■ Records for the task:
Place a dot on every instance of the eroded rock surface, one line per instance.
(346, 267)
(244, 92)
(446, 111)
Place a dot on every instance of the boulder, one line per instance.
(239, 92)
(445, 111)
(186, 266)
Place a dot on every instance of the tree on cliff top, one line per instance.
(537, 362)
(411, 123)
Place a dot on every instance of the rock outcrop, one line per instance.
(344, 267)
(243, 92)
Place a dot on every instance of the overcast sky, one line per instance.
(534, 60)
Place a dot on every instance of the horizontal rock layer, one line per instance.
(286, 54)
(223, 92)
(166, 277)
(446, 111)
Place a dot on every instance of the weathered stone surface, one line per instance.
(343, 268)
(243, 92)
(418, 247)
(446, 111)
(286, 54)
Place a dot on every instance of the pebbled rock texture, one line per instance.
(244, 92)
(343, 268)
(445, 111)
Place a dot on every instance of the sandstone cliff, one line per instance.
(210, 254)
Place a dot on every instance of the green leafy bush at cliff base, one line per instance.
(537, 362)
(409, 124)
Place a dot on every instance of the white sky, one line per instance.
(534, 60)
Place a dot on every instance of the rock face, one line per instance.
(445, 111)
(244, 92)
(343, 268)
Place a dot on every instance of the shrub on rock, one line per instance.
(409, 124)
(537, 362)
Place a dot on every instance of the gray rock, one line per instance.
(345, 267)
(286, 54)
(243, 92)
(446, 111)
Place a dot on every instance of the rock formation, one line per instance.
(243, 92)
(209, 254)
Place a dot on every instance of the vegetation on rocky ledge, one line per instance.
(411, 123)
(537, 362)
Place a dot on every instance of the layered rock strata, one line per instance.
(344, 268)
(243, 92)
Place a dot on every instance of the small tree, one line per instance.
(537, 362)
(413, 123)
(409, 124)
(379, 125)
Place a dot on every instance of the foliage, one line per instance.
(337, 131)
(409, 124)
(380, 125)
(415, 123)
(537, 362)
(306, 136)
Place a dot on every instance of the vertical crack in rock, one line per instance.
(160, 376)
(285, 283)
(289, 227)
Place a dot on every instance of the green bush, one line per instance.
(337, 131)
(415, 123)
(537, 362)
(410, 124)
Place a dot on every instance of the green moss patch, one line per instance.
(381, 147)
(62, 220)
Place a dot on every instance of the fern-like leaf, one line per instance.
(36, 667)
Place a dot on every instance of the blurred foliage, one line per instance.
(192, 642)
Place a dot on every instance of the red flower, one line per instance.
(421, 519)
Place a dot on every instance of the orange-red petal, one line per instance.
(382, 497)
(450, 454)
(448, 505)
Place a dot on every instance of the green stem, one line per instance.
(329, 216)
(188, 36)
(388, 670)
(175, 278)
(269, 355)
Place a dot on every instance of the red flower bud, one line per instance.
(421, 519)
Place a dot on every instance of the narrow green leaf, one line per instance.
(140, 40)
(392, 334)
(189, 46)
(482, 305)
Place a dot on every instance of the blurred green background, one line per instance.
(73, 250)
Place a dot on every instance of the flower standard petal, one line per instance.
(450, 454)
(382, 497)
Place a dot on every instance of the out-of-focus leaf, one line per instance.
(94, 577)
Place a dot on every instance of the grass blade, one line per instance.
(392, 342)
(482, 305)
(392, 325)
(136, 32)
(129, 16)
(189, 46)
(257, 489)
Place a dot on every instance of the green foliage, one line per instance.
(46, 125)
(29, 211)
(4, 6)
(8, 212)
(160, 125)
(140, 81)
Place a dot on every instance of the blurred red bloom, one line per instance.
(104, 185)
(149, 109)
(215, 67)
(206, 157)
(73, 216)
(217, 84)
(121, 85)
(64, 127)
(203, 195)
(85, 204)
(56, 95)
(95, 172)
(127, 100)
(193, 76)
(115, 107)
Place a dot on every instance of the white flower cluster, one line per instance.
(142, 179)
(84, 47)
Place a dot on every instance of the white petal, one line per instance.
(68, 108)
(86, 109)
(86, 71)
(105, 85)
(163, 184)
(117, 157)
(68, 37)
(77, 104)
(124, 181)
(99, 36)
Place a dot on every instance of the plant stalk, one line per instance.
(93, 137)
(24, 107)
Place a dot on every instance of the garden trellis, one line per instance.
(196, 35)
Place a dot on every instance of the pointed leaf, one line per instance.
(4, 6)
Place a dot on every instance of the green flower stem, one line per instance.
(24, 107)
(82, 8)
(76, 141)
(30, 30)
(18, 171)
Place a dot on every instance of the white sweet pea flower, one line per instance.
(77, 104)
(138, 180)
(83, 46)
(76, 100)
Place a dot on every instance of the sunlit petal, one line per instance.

■ Exercise aim: Once you have read the material above, write all of it out again exactly.

■ Solved problem:
Place a dot on every instance of the eroded rock surface, one line per instance.
(346, 267)
(244, 92)
(446, 111)
Place a dot on every instance of the boulder, one line per instance.
(239, 92)
(445, 111)
(186, 266)
Place a dot on every instance of the tree on cliff top, one line per instance.
(537, 362)
(411, 123)
Place a dot on every instance of the rock outcrop, one line per instance.
(344, 267)
(243, 92)
Place a dot on every instance of the overcast sky, one line per instance.
(534, 60)
Place a dot on every instance of the horizontal rock layer, one line per instance.
(286, 54)
(223, 92)
(166, 277)
(446, 111)
Place a dot on every instance of the weathered stone surface, one line per instance.
(343, 268)
(243, 92)
(418, 247)
(446, 111)
(286, 54)
Place a dot on every instance of the pebbled rock texture, one line per instance.
(244, 92)
(343, 268)
(445, 111)
Place a dot on every instance of the sandstone cliff, one line per instance.
(210, 254)
Place a dot on every instance of the green leafy bush at cliff base, one line per instance.
(537, 362)
(409, 124)
Place a dot on every instance of the white sky, one line per instance.
(534, 60)
Place a dot on every instance of the rock face, one line per instance.
(445, 111)
(244, 92)
(343, 268)
Place a dot on every instance of the shrub on rock, one line per instance.
(409, 124)
(537, 362)
Place a dot on every instance of the gray rock, one line per instance.
(345, 267)
(286, 54)
(243, 92)
(446, 111)
Place a dot on every instance of the rock formation, one line per instance.
(243, 92)
(209, 254)
Place a dot on every instance of the vegetation on rocky ledge, one line per instance.
(411, 123)
(537, 362)
Place a dot on every instance of the layered rock strata, one line per instance.
(344, 268)
(243, 92)
Place a dot on every instance of the small tree, one line per instance.
(537, 362)
(413, 123)
(409, 124)
(379, 125)
Place a dot on every instance of the foliage, one line per instance.
(337, 131)
(409, 124)
(380, 125)
(415, 123)
(537, 362)
(306, 136)
Place a dot on every instance of the vertical crack in rock, one line per instance.
(160, 376)
(285, 283)
(289, 227)
Place a dot on every instance of the green bush, one line per instance.
(337, 131)
(415, 123)
(537, 362)
(410, 124)
Place a dot on every instance of the green moss patch, one line per instance.
(381, 147)
(62, 220)
Place a dot on every instance of the fern-like leaf, one line per instance.
(36, 667)
Place a dot on every instance of the blurred foliage, one line per instance.
(192, 642)
Place a dot on every instance of the red flower, one line per instance.
(421, 519)
Place a dot on every instance of the orange-red petal, one line per instance.
(382, 497)
(450, 454)
(448, 505)
Place a dot on every instance of the green stem, one line per instance.
(329, 216)
(188, 36)
(388, 670)
(175, 278)
(269, 355)
Place a dot on every instance of the red flower bud, one line per instance.
(421, 519)
Place a dot on every instance of the narrow green leaf, one line per instance.
(140, 40)
(392, 334)
(189, 46)
(482, 305)
Place a dot on every instance of the blurred green background, one line per instance.
(73, 250)
Place a dot on every instance of the flower standard petal, one line per instance.
(450, 454)
(382, 497)
Place a dot on every instance of the out-of-focus leaf, one line per instance.
(94, 577)
Place a dot on every instance of the grass blade, one line per instance.
(392, 342)
(482, 305)
(392, 325)
(136, 32)
(129, 16)
(189, 46)
(257, 489)
Place a dot on every instance of the green foliage, one line per instance.
(46, 125)
(29, 211)
(4, 6)
(8, 212)
(160, 125)
(140, 81)
Place a dot on every instance of the blurred red bloom, one line per instance.
(104, 185)
(149, 109)
(215, 67)
(206, 157)
(73, 216)
(217, 84)
(121, 85)
(64, 127)
(203, 195)
(85, 204)
(56, 95)
(95, 172)
(127, 100)
(193, 76)
(115, 107)
Place a dot on every instance of the white flower cluster, one line per instance.
(142, 179)
(84, 47)
Place a dot on every instance of the white petal, one line per instance.
(68, 108)
(86, 109)
(86, 71)
(105, 85)
(163, 184)
(117, 157)
(68, 37)
(77, 104)
(124, 181)
(99, 36)
Place a dot on every instance of the plant stalk, one line per instance.
(93, 137)
(24, 107)
Place a dot on every instance of the garden trellis, one line per instance.
(196, 35)
Place a dot on every instance of the pointed leaf, one line per instance.
(4, 6)
Place a dot on every instance of the green flower stem, one line per instance.
(24, 107)
(82, 8)
(76, 141)
(30, 30)
(18, 171)
Place a dot on every instance of the white sweet pea flower, one line per instance.
(77, 104)
(138, 180)
(83, 46)
(76, 100)
Place a dot on every instance of the sunlit petal, one line per instance.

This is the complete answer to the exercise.